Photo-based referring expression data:

▼

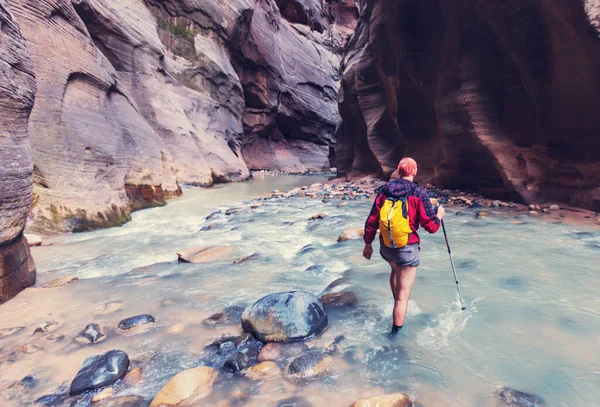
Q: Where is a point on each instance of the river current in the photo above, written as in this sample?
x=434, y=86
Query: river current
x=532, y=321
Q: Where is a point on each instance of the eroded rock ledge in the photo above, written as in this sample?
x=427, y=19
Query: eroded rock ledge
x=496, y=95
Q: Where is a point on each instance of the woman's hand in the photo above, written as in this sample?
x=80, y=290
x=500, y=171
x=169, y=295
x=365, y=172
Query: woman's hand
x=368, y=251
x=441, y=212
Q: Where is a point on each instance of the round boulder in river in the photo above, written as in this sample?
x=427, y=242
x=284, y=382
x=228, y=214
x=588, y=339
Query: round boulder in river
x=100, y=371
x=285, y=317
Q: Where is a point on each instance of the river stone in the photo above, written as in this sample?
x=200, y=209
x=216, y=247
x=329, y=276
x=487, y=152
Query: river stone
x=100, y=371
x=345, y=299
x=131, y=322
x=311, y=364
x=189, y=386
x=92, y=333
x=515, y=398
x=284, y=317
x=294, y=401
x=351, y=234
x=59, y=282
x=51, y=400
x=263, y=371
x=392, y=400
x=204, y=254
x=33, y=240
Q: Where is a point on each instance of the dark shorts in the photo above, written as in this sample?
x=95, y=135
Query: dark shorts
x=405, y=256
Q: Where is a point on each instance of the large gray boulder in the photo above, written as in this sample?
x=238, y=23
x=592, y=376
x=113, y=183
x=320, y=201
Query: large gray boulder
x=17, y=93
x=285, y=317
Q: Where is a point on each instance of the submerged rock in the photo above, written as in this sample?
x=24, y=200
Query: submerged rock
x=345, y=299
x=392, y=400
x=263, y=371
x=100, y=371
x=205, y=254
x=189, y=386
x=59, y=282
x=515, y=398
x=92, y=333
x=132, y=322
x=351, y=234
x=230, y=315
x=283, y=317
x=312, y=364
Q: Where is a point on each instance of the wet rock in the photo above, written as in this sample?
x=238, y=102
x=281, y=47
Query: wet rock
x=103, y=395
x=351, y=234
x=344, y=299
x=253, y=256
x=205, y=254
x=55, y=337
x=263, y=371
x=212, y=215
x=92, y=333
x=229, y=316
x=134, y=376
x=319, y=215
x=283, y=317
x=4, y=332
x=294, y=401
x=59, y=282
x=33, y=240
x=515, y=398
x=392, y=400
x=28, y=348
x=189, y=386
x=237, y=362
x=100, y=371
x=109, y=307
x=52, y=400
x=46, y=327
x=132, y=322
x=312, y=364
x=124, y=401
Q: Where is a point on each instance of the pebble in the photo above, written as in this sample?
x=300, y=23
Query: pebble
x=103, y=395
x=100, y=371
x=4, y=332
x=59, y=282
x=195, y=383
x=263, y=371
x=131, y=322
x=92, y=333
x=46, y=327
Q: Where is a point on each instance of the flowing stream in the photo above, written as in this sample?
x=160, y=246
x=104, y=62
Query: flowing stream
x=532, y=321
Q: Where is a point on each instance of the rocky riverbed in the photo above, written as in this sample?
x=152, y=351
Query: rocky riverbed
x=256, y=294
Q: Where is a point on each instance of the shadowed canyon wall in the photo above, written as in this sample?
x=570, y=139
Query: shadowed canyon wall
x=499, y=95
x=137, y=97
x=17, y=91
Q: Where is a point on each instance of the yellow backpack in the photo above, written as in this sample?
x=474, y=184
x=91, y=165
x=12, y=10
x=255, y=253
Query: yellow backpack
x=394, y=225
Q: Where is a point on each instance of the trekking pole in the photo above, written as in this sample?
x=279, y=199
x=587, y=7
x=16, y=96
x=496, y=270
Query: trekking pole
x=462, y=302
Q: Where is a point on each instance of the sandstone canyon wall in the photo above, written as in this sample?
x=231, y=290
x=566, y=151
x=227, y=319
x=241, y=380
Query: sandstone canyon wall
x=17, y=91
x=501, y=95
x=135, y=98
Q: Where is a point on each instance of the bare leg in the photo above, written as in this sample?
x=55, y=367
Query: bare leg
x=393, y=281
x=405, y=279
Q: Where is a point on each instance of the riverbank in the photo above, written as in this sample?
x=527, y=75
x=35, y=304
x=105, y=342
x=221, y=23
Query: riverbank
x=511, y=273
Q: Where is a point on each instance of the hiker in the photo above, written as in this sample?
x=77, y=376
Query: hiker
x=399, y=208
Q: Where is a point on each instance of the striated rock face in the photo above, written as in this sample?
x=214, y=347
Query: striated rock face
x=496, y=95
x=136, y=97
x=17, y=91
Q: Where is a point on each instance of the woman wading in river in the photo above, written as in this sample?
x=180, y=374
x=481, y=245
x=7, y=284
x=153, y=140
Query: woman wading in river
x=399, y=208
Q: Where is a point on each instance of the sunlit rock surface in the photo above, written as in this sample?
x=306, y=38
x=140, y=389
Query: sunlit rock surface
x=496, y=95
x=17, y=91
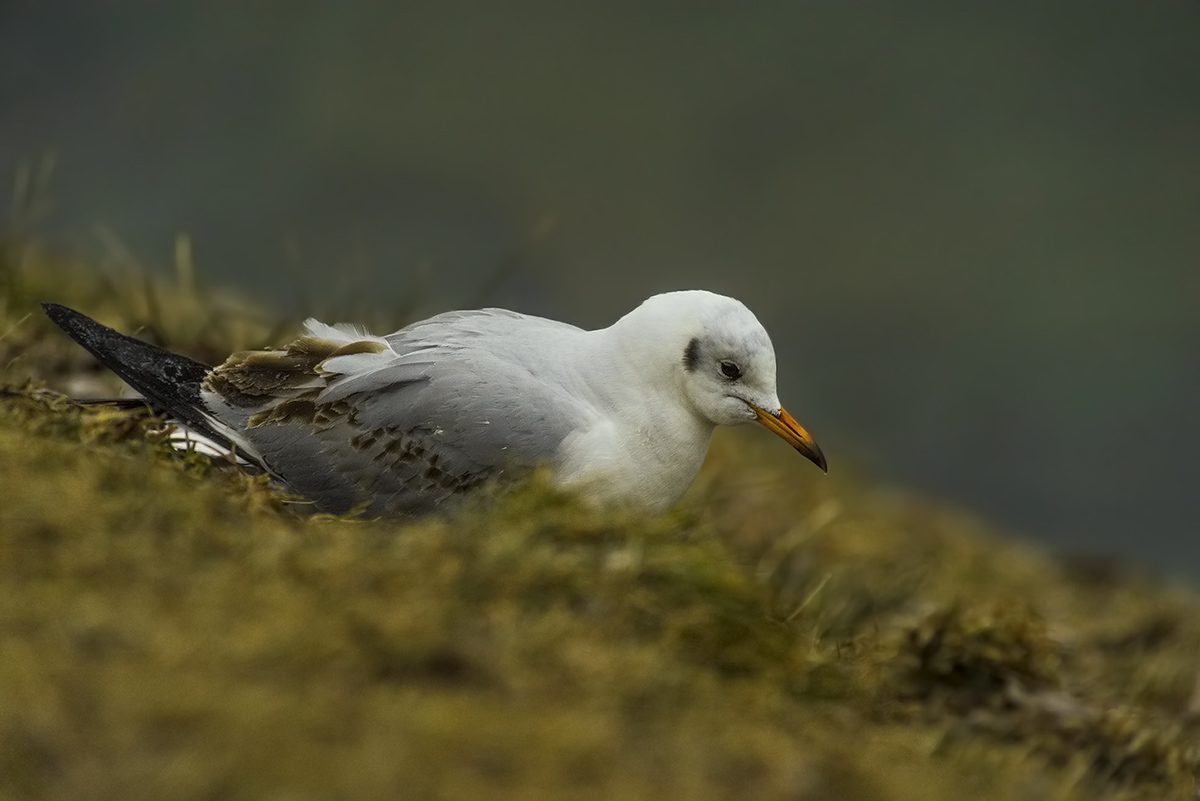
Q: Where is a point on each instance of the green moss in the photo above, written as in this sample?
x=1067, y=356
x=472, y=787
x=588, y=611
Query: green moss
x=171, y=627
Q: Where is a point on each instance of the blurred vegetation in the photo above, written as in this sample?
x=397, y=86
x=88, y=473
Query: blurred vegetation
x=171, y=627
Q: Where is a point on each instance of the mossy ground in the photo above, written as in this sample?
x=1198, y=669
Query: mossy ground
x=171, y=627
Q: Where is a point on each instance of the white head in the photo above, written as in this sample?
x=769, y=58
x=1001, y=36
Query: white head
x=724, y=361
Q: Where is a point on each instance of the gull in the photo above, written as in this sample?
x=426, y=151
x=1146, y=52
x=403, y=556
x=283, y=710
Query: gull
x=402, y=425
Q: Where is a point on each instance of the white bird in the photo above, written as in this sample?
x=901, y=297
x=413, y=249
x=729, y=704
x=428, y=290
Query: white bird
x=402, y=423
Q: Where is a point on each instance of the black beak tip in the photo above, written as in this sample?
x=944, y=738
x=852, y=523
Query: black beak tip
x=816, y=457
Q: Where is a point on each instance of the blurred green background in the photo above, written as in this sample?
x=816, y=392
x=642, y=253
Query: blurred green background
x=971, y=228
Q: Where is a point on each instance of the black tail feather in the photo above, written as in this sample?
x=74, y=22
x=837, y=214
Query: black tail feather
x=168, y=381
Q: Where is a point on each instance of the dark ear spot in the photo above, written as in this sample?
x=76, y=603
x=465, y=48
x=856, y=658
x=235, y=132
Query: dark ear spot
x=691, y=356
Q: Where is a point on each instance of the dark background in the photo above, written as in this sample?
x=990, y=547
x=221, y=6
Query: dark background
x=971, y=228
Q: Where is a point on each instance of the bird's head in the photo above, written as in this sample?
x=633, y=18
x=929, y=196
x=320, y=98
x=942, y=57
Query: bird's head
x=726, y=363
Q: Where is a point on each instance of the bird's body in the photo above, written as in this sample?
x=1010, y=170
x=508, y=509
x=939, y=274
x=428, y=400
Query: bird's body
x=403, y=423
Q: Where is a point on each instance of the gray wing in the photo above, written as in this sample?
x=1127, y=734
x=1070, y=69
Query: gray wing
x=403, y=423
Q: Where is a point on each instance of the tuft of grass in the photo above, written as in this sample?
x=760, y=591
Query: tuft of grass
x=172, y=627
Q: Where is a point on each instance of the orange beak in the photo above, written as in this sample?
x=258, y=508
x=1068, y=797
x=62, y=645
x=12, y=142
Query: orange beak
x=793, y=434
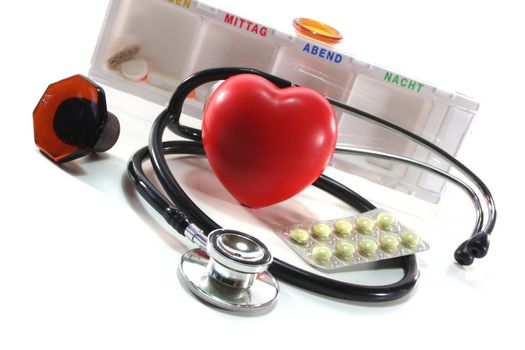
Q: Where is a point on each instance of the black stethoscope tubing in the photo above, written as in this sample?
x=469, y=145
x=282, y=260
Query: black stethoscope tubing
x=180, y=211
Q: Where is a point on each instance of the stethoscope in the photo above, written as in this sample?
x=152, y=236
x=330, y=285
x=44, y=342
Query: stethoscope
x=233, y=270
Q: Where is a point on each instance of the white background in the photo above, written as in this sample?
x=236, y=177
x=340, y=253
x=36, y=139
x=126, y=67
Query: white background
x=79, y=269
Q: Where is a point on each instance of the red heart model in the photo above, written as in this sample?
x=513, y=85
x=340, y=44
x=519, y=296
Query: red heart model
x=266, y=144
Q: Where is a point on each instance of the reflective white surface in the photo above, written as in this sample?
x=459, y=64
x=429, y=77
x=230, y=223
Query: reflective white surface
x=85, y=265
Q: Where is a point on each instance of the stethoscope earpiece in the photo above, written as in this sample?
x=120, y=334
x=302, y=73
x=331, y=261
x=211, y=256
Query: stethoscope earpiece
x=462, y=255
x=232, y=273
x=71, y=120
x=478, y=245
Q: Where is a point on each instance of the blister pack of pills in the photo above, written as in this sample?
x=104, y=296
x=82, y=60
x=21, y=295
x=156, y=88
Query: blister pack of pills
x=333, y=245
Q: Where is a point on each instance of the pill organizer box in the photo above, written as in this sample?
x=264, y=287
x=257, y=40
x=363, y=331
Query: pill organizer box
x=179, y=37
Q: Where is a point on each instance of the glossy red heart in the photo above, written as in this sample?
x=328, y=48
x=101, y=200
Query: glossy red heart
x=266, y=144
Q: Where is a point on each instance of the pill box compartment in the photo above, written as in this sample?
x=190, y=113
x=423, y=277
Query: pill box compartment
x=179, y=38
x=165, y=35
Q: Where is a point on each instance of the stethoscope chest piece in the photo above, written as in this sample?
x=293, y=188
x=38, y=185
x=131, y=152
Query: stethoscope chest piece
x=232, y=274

▲

## AIM OF THE EXERCISE:
From the entries above, extract only the lines running from the one containing "the blurred vegetation" through the one containing "x=760, y=591", inclusive.

## ANSWER TO THE PROBLEM:
Q: Where is a point on each instance of the blurred vegetation in the photo above, written as in this sample?
x=397, y=86
x=88, y=473
Query: blurred vegetation
x=171, y=627
Q: Where is a point on each instance of the mossy ground in the photo above, written as in this sample?
x=1198, y=669
Query: mossy ground
x=171, y=627
Q: Where is a point on each instance of the white head in the photo above, written as in this sample?
x=769, y=58
x=1001, y=36
Query: white head
x=724, y=361
Q: Where is a point on each instance of the gull in the photo above, written as in this sample?
x=426, y=151
x=1146, y=52
x=403, y=556
x=283, y=710
Query: gull
x=402, y=425
Q: Where is a point on each instance of the white bird in the photo above, written as in this sample?
x=901, y=297
x=413, y=249
x=729, y=704
x=428, y=290
Query: white bird
x=402, y=423
Q: Where is a point on each instance of the black beak tip in the photo above, written as in this sample?
x=944, y=738
x=852, y=523
Query: black beak tip
x=816, y=457
Q: Where is a point on each instance of the blurred green background in the photo above, written as in this sample?
x=816, y=392
x=642, y=253
Query: blurred green background
x=971, y=228
Q: Where is a point on each instance of the black tail feather in the photo above, written as in this sample?
x=74, y=22
x=837, y=214
Query: black tail feather
x=168, y=381
Q: Where is a point on each instance of the dark ear spot in the photo above, written as in this sample?
x=76, y=603
x=465, y=48
x=856, y=658
x=235, y=132
Query: dark ear spot
x=691, y=356
Q: Where is a point on each instance of the dark background in the photo above, written as in this sample?
x=990, y=547
x=221, y=6
Query: dark background
x=971, y=228
Q: Where is a point on each instance of the bird's head in the photo above, written as in this sample?
x=633, y=18
x=929, y=196
x=320, y=98
x=942, y=57
Query: bird's head
x=726, y=363
Q: Where is a point on each instance of the bird's body in the photo above, written as in this sample?
x=1010, y=170
x=508, y=509
x=939, y=274
x=428, y=400
Query: bird's body
x=403, y=423
Q: Where is a point on each instance of the gray wing in the photo above, written as in this sample?
x=1127, y=734
x=1070, y=69
Query: gray wing
x=403, y=423
Q: Where is a point on each instance of the tuft of grass in the photo above, written as in this sample?
x=760, y=591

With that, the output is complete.